───── EXCERPTED DATA

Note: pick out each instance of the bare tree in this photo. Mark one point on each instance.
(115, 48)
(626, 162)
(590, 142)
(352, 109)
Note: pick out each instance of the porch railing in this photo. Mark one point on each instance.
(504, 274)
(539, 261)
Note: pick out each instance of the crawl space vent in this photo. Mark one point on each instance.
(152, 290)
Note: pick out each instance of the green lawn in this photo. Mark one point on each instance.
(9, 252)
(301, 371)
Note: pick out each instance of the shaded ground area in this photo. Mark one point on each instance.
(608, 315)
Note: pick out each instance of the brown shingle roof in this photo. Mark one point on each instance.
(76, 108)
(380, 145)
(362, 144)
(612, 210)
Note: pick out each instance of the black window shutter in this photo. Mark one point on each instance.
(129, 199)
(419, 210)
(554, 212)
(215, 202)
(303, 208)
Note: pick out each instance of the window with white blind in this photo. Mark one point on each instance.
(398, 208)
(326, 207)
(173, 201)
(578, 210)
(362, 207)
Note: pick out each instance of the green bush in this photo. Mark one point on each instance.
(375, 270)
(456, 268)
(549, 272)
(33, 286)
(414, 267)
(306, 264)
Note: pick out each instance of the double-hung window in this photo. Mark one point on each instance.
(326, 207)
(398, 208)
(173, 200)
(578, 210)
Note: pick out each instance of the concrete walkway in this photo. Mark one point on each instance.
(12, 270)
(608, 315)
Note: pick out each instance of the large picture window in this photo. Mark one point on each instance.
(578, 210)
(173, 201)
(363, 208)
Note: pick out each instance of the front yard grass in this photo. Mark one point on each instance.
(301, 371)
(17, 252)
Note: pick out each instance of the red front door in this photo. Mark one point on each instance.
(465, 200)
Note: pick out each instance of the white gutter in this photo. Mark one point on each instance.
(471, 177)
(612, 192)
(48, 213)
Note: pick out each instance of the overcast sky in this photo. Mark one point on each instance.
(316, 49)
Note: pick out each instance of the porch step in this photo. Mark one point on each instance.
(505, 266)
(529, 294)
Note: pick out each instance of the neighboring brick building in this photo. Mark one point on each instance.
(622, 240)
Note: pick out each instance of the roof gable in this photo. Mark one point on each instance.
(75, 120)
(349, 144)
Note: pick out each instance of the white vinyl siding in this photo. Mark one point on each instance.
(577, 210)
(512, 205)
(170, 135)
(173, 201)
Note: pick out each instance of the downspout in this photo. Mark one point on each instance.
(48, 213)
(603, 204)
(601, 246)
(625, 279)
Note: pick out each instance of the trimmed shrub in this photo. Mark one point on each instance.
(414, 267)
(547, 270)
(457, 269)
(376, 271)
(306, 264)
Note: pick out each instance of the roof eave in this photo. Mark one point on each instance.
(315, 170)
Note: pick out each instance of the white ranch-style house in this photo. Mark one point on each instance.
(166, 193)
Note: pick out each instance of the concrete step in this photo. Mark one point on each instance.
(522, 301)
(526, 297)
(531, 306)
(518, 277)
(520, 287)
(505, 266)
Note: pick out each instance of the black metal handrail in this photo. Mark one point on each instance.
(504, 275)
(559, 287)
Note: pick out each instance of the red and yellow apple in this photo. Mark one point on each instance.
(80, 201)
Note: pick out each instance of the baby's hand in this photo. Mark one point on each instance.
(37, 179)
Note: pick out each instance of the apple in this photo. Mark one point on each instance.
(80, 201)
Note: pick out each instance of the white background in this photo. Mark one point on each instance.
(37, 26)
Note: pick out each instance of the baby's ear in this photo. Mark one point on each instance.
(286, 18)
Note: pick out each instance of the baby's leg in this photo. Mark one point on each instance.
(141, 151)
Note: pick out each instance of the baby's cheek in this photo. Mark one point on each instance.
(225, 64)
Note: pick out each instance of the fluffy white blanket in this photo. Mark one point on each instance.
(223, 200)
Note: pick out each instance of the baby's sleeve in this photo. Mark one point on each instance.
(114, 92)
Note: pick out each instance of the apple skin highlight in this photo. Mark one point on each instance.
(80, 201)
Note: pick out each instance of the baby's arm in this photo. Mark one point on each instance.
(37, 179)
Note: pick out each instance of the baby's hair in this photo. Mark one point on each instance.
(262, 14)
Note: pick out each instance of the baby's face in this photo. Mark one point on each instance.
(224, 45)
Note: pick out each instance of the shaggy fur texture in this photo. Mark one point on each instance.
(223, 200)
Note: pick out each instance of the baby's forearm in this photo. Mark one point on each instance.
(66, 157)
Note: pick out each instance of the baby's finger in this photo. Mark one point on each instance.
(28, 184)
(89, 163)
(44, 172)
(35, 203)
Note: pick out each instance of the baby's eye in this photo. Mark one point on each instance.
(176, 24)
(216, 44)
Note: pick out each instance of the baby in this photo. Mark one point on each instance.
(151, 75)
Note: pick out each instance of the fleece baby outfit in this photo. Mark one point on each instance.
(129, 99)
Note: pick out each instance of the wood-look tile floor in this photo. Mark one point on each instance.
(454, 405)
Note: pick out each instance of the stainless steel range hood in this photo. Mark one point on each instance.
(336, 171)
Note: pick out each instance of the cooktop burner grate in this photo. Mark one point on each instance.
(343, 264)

──────────

**STATED TASK**
Repeat the listing above without any change.

**FULL SOLUTION**
Note: pick out each instance of the bare tree in this photo. Mark one point on each instance.
(115, 48)
(626, 162)
(590, 142)
(352, 109)
Note: pick out each instance of the porch railing in this photo. Mark one point on each instance.
(504, 274)
(539, 261)
Note: pick out each instance of the crawl space vent in this photo. Mark one point on each instance.
(152, 290)
Note: pick out each instance of the green lawn in this photo. Mark one point on each instance.
(9, 252)
(301, 371)
Note: pick out each instance of the shaded ground area in this photo. Mark one point on each instance.
(608, 315)
Note: pick out each instance of the brown shingle roof in this photo. Mark one point on each instance.
(76, 108)
(380, 145)
(362, 144)
(612, 210)
Note: pick out each instance of the black window shutter in this photo. Mark one point on each instance.
(129, 199)
(419, 210)
(554, 212)
(215, 202)
(303, 208)
Note: pick out each instance of the window with white blind in this photo. Mark one point on each instance.
(398, 208)
(326, 207)
(173, 201)
(578, 210)
(362, 207)
Note: pick out each instance of the green bush in this photo. Mark one point on each instance.
(375, 270)
(456, 268)
(549, 272)
(33, 286)
(414, 267)
(306, 264)
Note: pick out each instance of the double-hung window in this photo. Mark one point on each instance.
(326, 207)
(398, 208)
(173, 200)
(578, 210)
Note: pick out each instance of the concrete walkway in this photo. Mark one point on each instance.
(12, 270)
(608, 315)
Note: pick out each instance of the large picture window in this photo. Mark one point on each instance.
(578, 210)
(173, 201)
(363, 208)
Note: pick out each instance of the front yard grass in this photo. Mark one point on each instance.
(301, 371)
(17, 252)
Note: pick out each instance of the red front door in this photo. Mark one point on each instance.
(465, 200)
Note: pick out each instance of the white gutter in this photo. Mark one point on each instance.
(471, 177)
(612, 192)
(48, 213)
Note: pick out each instance of the overcast sky in this photo. Mark one point on each instance.
(316, 49)
Note: pick out each instance of the porch step in this photo. Mark one point on each instance.
(505, 266)
(529, 294)
Note: pick out each instance of the neighboring brick building in this photo. Mark one point on each instance.
(622, 240)
Note: pick out each instance of the roof gable in this photo. Mark one point on each instance.
(75, 120)
(349, 144)
Note: pick out each instance of the white vinyl siding in this photo. Mark one point on each instance.
(577, 210)
(512, 205)
(170, 135)
(173, 201)
Note: pick out each instance of the downspout in this photo. Mark one point on each instance.
(48, 213)
(603, 204)
(601, 246)
(625, 279)
Note: pick out each instance of the trimmed shrub in this photo. Mark one point on each instance.
(414, 267)
(547, 270)
(457, 269)
(376, 271)
(306, 264)
Note: pick out each instance of the roof eave in this photo. Mark one point on each instance.
(315, 170)
Note: pick out each instance of the white ranch-style house in this photo. Mark one point on each instance.
(166, 193)
Note: pick out each instance of the concrete step in this photo. Mark one point on each instance.
(522, 301)
(526, 297)
(531, 306)
(518, 277)
(520, 287)
(505, 266)
Note: pick out each instance of the black metal handrail in this photo. Mark one point on each instance.
(504, 275)
(559, 287)
Note: pick out each instance of the red and yellow apple in this photo. Mark one point on each instance.
(80, 201)
Note: pick out each instance of the baby's hand in this photo. Mark one point on each instance.
(37, 179)
Note: pick out each instance of the apple in this photo. Mark one point on each instance.
(80, 201)
Note: pick out each instance of the white background in this photo. Mark one point on each instance.
(37, 26)
Note: pick out each instance of the baby's ear in this photo. Mark one point on each instance.
(286, 18)
Note: pick out each instance of the baby's leg in this photo. Mark one point on each instance.
(141, 151)
Note: pick out each instance of the baby's cheek in this photo. Mark one point on each instance.
(225, 64)
Note: pick out each instance of the fluffy white blanket in this photo. Mark one point on each instance.
(223, 200)
Note: pick out each instance of the baby's sleeve in this photo. Mark one point on each instance.
(114, 92)
Note: pick out each instance of the apple skin highlight in this photo. Mark one point on each instance.
(80, 201)
Note: pick out each instance of the baby's arm in this photo. Mark one point on each instance.
(37, 179)
Note: pick out each instance of the baby's hair in this photo. Mark one point on each instance.
(262, 14)
Note: pick out each instance of the baby's face in this photo. Mark one point on each instance.
(224, 45)
Note: pick out each instance of the shaggy fur texture in this photo. Mark one point on each instance.
(223, 200)
Note: pick out each instance of the baby's forearm in this photo. Mark one point on each instance.
(66, 157)
Note: pick out each instance of the baby's finger in this photo. Mark one point on each instance.
(28, 184)
(89, 163)
(44, 172)
(35, 203)
Note: pick out each instance of the baby's eye in this photo. Mark one point on each instance.
(176, 24)
(216, 44)
Note: pick out each instance of the baby in this photo. Mark one point on each instance.
(151, 75)
Note: pick out each instance of the fleece baby outfit in this photo. Mark one point on each instance.
(129, 99)
Note: pick out each instance of the wood-look tile floor in this photo. Mark one point on each instance.
(454, 405)
Note: pick out each instance of the stainless steel range hood in this photo. Mark one point on each instance.
(336, 171)
Note: pick out each instance of the cooktop burner grate in this photo. Mark one point on each instance.
(343, 264)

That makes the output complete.